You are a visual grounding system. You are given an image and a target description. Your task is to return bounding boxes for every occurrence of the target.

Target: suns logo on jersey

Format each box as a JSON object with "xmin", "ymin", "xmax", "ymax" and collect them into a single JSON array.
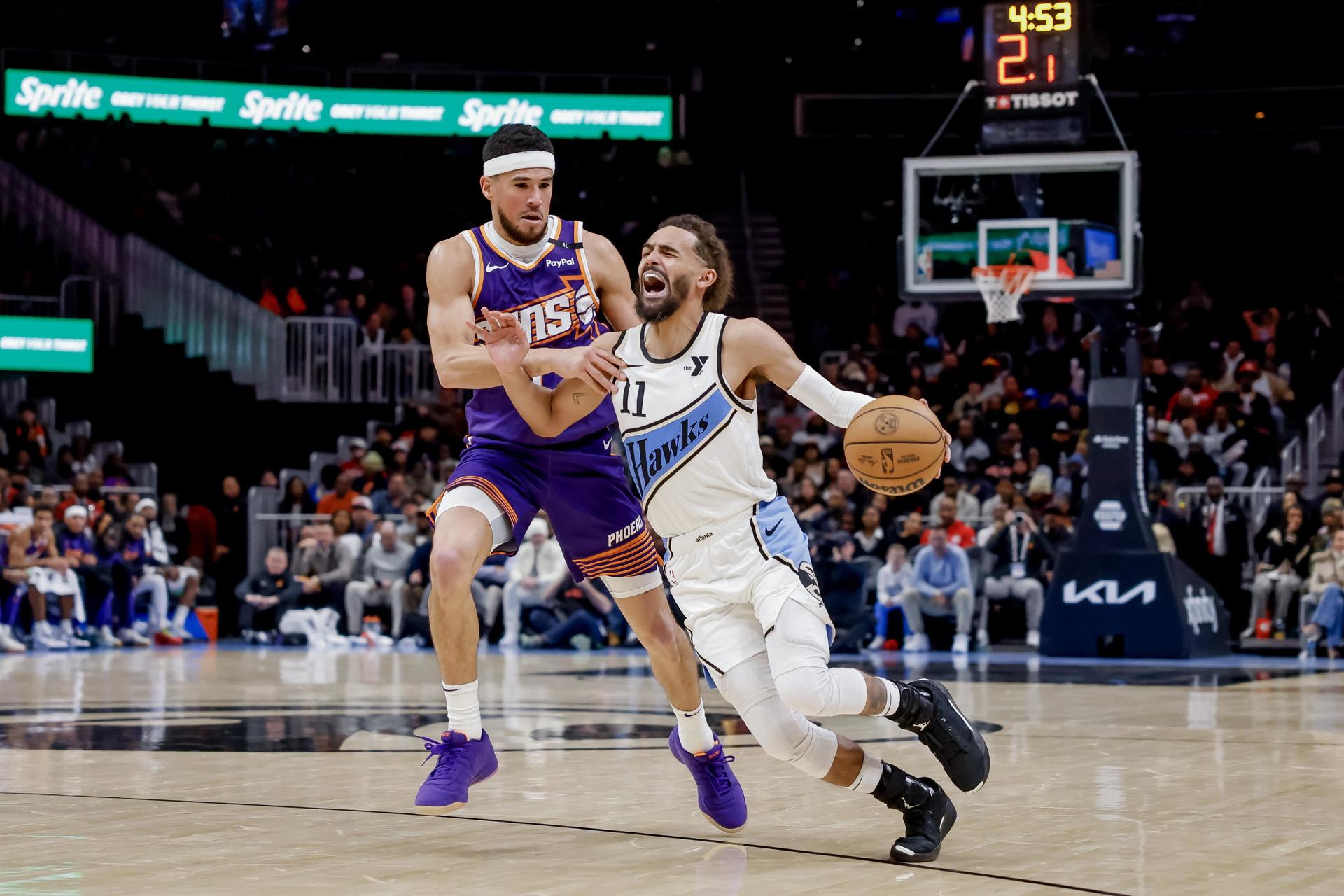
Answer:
[{"xmin": 486, "ymin": 276, "xmax": 599, "ymax": 345}]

====================

Stated exercise - Copy the entries above word for word, leaving out the pictures.

Response to this exercise -
You are a visual grounding system. You are given an image and a target description. Your task is to return bounding boxes for every occurrence of the target.

Target: suns logo on jersey

Format each box as a JSON object with "xmin", "ymin", "xmax", "ymax" and collect them into a single JSON array.
Answer:
[{"xmin": 486, "ymin": 276, "xmax": 599, "ymax": 345}]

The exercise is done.